INPUT RECORDS START

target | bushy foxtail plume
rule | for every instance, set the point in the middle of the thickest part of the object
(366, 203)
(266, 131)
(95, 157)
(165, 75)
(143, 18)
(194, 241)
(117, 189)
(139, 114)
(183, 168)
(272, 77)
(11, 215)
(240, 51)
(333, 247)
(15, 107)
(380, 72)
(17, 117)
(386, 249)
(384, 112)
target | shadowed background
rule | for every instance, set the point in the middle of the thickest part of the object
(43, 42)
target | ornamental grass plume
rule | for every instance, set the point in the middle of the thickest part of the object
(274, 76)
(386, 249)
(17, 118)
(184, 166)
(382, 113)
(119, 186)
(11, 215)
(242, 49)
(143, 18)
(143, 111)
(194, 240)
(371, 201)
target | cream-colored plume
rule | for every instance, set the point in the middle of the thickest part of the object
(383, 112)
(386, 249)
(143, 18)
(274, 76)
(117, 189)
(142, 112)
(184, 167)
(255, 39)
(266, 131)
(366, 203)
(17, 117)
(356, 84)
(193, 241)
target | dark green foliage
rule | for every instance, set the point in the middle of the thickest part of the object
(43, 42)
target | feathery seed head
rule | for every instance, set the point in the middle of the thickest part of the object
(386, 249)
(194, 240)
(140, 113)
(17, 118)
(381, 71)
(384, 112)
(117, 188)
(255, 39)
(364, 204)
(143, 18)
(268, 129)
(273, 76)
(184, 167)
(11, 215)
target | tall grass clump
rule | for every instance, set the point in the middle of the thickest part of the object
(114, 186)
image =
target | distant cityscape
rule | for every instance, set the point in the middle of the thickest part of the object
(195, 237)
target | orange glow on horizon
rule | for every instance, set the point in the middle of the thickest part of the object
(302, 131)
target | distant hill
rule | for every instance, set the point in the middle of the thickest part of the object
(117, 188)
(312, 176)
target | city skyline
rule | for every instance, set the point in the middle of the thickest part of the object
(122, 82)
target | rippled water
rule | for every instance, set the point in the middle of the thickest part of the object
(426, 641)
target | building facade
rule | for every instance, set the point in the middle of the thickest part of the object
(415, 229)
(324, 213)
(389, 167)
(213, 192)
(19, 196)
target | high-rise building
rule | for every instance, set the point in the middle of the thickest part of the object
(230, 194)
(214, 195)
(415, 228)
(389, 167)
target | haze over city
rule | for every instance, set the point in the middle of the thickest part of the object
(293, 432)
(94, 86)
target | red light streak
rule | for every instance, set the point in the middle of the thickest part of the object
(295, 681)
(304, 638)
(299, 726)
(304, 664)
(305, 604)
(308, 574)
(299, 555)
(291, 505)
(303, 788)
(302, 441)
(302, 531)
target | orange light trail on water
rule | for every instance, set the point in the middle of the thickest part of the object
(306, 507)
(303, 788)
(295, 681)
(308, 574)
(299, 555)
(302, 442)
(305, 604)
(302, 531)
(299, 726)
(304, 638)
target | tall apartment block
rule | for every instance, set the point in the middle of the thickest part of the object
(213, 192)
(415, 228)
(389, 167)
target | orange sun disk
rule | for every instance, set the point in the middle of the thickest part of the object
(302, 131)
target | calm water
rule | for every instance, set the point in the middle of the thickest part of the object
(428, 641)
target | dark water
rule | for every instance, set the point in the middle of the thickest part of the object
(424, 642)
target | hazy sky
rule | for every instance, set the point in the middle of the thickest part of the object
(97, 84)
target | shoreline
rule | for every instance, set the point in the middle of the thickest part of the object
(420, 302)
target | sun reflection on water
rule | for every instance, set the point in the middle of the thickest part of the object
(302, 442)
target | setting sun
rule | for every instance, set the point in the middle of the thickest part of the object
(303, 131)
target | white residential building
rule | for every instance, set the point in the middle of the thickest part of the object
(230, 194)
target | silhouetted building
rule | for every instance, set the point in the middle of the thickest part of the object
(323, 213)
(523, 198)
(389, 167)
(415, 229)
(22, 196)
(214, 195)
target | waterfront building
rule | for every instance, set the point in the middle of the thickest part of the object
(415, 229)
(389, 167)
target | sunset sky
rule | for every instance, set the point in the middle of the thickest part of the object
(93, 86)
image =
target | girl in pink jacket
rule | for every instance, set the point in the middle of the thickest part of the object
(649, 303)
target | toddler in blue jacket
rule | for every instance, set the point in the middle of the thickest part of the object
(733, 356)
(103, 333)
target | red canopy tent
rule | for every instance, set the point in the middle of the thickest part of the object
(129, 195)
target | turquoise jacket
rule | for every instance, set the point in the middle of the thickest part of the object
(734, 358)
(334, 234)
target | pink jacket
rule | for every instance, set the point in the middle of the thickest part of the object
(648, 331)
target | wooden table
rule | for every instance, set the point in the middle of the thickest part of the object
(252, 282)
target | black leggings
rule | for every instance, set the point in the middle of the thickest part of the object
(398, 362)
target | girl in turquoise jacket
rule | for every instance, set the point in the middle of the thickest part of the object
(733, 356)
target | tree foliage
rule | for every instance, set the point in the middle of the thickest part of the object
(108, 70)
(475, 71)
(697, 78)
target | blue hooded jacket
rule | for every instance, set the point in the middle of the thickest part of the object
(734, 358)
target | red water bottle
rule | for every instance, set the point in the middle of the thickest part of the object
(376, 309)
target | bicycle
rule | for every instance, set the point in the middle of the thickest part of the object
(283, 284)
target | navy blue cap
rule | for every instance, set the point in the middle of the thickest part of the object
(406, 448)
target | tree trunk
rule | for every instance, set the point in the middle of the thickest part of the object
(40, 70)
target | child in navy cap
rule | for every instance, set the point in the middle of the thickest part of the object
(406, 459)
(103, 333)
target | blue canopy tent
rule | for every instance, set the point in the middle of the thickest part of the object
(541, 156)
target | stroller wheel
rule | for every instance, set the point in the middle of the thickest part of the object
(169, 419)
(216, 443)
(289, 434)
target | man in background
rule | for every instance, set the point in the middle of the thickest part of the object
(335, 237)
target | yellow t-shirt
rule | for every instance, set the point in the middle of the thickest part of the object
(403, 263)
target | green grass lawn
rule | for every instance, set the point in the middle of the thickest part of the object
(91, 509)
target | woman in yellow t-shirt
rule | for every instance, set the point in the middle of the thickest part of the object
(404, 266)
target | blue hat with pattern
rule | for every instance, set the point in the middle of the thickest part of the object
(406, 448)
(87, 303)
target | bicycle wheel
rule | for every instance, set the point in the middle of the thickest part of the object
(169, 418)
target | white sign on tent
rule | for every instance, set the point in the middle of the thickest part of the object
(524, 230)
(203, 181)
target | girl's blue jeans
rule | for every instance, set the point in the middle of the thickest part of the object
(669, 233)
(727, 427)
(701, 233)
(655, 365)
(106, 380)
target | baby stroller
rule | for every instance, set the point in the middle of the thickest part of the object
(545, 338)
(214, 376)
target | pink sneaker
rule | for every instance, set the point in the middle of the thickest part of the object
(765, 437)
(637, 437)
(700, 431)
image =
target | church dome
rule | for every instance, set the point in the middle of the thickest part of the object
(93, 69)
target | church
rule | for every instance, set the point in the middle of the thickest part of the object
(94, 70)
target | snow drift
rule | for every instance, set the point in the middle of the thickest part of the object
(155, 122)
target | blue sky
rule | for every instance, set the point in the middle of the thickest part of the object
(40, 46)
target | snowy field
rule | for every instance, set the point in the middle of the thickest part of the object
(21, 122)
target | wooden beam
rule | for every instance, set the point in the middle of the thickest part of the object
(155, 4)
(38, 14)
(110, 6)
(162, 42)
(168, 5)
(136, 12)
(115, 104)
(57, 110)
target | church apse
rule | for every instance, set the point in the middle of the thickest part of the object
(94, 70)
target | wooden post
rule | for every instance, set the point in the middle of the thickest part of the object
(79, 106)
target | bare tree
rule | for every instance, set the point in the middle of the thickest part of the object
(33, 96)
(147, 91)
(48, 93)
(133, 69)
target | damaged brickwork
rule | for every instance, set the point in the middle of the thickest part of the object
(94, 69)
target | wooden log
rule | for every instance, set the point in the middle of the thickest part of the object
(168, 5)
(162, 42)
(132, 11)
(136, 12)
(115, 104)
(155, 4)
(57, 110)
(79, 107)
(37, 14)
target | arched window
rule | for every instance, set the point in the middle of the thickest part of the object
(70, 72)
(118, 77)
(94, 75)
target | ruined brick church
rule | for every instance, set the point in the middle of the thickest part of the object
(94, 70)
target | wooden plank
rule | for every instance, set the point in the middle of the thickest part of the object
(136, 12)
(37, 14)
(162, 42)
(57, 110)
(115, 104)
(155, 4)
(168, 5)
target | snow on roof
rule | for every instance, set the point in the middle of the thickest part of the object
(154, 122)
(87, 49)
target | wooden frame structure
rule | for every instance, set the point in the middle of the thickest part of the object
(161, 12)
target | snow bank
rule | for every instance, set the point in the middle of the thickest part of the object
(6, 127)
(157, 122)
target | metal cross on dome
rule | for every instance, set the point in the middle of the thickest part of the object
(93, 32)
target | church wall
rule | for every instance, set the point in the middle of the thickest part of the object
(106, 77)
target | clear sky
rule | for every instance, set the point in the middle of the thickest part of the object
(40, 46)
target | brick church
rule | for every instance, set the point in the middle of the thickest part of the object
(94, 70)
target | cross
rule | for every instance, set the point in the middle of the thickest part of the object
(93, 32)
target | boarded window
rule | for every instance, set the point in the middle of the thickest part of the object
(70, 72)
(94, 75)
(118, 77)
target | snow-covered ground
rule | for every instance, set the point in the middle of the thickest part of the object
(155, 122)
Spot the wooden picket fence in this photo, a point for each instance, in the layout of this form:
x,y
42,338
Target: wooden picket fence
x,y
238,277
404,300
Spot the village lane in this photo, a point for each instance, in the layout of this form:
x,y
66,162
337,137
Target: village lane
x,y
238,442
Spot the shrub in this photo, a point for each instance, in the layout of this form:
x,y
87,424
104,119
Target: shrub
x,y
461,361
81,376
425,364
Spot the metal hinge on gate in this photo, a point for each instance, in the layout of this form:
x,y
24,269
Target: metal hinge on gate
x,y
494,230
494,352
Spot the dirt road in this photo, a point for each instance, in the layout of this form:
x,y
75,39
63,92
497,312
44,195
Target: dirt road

INPUT RECORDS END

§ **WORK REQUIRED**
Take every line in the preceding listing that contains "pink" and copy it.

§ **RESPONSE AREA**
target | girl in pink jacket
target | pink jacket
target | pink sneaker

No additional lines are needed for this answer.